> _Problem requirements_
Starting at the first line of the data below, retype every line up to and including the one containing "Target: plant stem".

____________________

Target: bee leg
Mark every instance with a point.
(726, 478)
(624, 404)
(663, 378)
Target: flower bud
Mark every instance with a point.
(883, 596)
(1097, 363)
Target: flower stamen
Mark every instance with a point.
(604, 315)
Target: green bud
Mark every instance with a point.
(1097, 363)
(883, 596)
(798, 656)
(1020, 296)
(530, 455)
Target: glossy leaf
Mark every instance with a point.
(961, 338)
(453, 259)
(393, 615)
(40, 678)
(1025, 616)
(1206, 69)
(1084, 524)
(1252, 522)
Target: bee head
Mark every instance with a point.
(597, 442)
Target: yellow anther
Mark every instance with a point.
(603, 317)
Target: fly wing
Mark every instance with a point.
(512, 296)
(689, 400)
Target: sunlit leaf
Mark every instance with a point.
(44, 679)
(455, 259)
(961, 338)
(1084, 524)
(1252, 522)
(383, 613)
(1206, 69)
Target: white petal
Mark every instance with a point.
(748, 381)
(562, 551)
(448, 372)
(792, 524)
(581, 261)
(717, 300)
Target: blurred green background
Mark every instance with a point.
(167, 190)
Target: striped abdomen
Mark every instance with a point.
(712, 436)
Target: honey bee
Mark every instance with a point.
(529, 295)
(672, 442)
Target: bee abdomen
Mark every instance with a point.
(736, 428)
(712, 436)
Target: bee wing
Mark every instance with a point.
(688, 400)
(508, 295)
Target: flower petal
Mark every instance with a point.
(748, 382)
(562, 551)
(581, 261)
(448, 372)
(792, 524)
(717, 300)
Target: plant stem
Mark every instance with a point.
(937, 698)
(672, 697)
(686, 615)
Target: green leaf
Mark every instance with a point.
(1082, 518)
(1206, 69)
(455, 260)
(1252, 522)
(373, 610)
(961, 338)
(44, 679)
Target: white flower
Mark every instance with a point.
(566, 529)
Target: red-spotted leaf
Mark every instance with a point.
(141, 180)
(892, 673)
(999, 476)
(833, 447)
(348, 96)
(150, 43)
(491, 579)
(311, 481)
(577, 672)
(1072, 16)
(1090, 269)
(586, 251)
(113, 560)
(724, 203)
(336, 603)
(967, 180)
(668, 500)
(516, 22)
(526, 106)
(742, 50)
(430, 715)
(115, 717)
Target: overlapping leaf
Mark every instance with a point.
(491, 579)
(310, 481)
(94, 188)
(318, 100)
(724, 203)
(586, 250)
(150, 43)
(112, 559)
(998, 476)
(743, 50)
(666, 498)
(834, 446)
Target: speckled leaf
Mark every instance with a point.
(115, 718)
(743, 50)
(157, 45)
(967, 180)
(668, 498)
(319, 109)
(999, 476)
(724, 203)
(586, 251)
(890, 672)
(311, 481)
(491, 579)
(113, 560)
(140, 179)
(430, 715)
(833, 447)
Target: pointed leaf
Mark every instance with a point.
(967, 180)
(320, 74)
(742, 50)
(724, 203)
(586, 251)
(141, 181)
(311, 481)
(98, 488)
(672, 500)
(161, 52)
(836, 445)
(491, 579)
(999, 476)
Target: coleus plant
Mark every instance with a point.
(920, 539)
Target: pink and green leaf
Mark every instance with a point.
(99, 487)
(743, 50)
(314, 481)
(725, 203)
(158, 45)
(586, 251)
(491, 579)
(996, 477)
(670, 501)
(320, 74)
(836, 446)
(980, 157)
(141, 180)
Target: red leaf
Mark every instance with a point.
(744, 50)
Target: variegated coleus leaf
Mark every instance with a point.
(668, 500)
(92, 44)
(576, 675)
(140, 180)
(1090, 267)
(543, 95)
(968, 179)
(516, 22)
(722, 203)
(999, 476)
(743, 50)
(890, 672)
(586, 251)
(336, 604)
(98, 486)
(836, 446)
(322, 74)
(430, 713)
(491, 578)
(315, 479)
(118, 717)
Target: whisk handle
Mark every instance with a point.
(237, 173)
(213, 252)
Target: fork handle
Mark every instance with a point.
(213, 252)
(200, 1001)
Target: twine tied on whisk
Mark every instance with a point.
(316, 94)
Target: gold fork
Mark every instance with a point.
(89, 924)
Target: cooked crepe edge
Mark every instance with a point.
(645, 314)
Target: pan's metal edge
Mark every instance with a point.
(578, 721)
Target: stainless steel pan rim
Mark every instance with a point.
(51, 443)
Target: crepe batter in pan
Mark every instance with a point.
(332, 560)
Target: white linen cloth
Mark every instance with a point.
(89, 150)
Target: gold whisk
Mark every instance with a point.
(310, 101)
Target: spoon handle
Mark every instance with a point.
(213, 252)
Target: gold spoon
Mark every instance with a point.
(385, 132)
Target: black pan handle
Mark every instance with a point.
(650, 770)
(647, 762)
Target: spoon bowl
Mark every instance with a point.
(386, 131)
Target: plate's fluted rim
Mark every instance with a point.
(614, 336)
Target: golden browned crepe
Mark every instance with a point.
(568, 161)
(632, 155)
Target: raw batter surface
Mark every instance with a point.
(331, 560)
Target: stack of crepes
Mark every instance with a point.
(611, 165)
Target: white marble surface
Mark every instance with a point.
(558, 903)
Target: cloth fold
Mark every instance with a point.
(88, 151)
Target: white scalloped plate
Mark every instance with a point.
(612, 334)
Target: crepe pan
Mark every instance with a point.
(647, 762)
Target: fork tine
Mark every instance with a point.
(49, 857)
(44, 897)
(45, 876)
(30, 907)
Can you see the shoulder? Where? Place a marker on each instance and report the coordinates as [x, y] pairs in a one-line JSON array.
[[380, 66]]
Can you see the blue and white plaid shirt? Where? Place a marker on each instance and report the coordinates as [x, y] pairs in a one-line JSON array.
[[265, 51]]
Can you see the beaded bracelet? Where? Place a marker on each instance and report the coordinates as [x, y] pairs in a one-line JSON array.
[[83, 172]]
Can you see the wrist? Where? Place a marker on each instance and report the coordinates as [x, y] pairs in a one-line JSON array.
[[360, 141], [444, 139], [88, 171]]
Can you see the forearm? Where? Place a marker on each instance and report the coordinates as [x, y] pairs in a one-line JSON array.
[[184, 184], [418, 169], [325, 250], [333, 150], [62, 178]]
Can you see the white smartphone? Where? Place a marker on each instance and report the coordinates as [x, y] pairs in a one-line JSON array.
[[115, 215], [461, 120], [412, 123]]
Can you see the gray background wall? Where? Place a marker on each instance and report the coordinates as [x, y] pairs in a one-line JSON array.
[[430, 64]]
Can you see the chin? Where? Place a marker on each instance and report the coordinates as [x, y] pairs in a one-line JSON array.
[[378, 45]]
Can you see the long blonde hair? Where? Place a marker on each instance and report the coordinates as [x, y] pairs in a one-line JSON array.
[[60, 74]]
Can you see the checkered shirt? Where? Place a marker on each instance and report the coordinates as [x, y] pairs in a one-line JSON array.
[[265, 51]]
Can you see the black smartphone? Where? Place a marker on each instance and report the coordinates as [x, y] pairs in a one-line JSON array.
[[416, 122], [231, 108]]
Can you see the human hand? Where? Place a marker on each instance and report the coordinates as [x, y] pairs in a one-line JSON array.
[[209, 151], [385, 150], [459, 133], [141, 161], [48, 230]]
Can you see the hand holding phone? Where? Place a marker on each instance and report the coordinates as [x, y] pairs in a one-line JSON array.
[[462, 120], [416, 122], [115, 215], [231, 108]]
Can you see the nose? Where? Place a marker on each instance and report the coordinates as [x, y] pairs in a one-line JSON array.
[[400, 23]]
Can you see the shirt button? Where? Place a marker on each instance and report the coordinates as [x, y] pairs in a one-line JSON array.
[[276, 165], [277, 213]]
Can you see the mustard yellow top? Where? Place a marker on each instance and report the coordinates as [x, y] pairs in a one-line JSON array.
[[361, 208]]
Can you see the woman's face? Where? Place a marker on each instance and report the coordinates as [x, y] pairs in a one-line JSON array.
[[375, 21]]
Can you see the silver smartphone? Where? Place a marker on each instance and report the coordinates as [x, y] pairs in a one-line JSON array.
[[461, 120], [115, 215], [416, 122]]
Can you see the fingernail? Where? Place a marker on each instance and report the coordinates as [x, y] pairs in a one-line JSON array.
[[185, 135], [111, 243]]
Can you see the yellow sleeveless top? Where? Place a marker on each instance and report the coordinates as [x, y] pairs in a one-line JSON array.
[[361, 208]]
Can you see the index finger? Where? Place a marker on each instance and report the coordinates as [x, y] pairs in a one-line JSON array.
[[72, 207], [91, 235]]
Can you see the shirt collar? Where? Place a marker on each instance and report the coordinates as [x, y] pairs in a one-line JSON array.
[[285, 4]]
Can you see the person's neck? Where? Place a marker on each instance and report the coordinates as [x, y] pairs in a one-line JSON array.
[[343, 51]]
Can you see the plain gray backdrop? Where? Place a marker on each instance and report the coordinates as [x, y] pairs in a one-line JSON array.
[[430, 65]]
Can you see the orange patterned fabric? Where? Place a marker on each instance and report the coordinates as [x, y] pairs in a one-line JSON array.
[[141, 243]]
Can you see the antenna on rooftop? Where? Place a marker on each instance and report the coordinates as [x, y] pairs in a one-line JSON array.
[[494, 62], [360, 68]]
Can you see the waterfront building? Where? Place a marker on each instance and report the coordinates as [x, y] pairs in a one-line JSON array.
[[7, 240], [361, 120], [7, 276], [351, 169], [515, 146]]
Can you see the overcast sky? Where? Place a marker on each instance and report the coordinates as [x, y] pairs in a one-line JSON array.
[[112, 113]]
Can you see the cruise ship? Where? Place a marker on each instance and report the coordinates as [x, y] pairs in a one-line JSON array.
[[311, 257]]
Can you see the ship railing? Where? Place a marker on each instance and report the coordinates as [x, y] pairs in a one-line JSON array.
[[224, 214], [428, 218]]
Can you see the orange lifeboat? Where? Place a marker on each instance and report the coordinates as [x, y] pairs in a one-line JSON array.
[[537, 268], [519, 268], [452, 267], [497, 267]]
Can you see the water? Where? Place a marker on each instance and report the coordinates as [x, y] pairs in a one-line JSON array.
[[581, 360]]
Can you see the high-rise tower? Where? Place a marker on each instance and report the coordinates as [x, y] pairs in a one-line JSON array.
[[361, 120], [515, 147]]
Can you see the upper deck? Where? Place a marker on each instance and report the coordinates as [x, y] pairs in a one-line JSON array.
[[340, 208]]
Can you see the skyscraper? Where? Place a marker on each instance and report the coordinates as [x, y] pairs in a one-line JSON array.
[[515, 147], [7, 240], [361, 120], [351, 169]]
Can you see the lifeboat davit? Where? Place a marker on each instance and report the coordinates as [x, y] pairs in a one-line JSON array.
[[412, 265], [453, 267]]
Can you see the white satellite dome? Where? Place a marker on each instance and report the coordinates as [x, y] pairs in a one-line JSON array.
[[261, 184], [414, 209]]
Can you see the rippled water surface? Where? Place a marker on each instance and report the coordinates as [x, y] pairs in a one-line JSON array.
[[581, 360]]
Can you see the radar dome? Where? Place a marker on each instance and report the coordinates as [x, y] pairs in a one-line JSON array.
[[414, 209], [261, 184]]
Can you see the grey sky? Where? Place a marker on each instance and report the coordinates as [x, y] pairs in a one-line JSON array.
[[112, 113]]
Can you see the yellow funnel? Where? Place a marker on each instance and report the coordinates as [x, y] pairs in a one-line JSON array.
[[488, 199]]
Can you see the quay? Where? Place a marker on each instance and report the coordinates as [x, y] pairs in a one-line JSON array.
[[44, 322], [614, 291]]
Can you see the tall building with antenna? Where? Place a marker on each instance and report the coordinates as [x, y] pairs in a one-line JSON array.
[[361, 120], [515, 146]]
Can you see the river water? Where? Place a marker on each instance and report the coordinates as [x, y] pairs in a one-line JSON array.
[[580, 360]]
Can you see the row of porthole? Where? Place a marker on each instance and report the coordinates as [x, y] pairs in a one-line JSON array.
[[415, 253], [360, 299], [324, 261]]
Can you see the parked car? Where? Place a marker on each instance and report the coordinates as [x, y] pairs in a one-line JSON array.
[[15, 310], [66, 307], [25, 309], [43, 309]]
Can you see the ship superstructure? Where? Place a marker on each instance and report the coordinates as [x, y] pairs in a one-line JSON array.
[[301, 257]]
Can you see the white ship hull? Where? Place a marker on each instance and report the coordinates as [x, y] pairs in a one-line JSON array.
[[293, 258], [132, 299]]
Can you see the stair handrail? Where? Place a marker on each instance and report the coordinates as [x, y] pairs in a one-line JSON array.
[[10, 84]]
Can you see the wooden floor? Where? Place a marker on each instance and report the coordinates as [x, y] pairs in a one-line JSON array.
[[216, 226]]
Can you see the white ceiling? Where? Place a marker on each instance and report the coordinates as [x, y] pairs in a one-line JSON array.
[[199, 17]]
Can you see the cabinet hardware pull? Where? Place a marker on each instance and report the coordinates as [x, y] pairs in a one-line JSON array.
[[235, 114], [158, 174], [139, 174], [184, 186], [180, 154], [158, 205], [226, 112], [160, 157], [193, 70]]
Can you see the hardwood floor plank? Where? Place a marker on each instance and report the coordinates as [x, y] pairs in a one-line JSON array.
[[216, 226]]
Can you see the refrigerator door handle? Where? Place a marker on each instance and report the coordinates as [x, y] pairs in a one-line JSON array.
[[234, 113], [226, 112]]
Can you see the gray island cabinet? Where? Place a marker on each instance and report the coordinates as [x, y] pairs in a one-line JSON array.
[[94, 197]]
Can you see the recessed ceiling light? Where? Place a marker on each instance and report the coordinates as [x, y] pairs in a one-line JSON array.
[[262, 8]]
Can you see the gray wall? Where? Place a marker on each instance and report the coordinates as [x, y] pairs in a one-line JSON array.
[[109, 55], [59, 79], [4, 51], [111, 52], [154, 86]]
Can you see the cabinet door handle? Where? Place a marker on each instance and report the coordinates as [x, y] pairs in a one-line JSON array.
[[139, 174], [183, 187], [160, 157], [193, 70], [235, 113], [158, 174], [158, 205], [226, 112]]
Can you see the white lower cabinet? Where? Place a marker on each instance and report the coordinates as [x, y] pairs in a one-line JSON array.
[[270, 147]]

____________________

> _Solution_
Target: bee leg
Mark every instance with a point.
(726, 478)
(624, 404)
(663, 378)
Target: flower bud
Mark every instance with a point.
(883, 596)
(1097, 363)
Target: flower stamen
Mark every instance with a point.
(604, 315)
Target: green bud
Mark every instance with a point.
(1097, 363)
(883, 596)
(798, 656)
(1020, 296)
(530, 455)
Target: glossy leaf
Mark every instance with a point.
(961, 338)
(453, 259)
(393, 615)
(40, 678)
(1025, 616)
(1206, 69)
(1084, 524)
(1252, 522)
Target: bee head
Mark every instance with a point.
(597, 442)
Target: yellow anther
Mark every instance with a point.
(603, 317)
Target: fly wing
Mark every instance with a point.
(512, 296)
(689, 400)
Target: sunlit leaf
Mark every instance with a point.
(44, 679)
(455, 259)
(961, 338)
(1084, 524)
(1252, 522)
(383, 613)
(1206, 69)
Target: white petal
Mark every instance with a point.
(748, 381)
(562, 551)
(448, 372)
(792, 524)
(581, 261)
(717, 300)
Target: blurred green background
Mark every instance with a point.
(167, 190)
Target: striped abdomen
Mark every instance with a point.
(712, 436)
Target: honey bee
Mark every instance with a point.
(529, 295)
(672, 442)
Target: bee abdomen
Mark every instance with a point.
(736, 428)
(712, 436)
Target: bee wing
Mark every instance with a point.
(688, 400)
(508, 295)
Target: flower petal
Mark every instance with a point.
(748, 382)
(562, 551)
(581, 261)
(448, 372)
(792, 524)
(717, 300)
Target: plant stem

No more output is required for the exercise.